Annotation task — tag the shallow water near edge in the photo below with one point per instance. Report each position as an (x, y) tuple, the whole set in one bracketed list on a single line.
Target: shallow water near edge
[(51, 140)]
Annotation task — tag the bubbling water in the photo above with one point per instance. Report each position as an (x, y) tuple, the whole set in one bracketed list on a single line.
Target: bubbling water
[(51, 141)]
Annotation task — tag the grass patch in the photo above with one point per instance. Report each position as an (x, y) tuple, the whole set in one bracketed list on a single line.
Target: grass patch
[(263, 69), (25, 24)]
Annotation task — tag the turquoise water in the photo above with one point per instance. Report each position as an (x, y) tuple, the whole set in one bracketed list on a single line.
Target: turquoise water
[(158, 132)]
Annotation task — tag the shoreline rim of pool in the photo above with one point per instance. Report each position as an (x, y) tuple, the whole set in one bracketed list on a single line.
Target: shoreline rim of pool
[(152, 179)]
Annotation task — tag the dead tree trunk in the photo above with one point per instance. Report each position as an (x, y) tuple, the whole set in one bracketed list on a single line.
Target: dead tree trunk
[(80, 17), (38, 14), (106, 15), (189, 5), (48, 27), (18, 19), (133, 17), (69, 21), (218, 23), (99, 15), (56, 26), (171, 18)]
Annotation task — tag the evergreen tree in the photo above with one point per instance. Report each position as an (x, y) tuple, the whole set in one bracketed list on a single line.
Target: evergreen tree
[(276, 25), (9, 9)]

→ **To do**
Rewrite the entries from the line containing "Annotation task — tag the shoreline" through the line containing "[(152, 179)]", requests included, shifting every coordinate in the answers up by 58.

→ **Output for this exercise**
Annotation task — tag the shoreline rim of pool in the photo above with one point per instance. Report each position as an (x, y) tuple, the whole set in one bracketed list on a single line.
Target: shoreline rim of pool
[(210, 237)]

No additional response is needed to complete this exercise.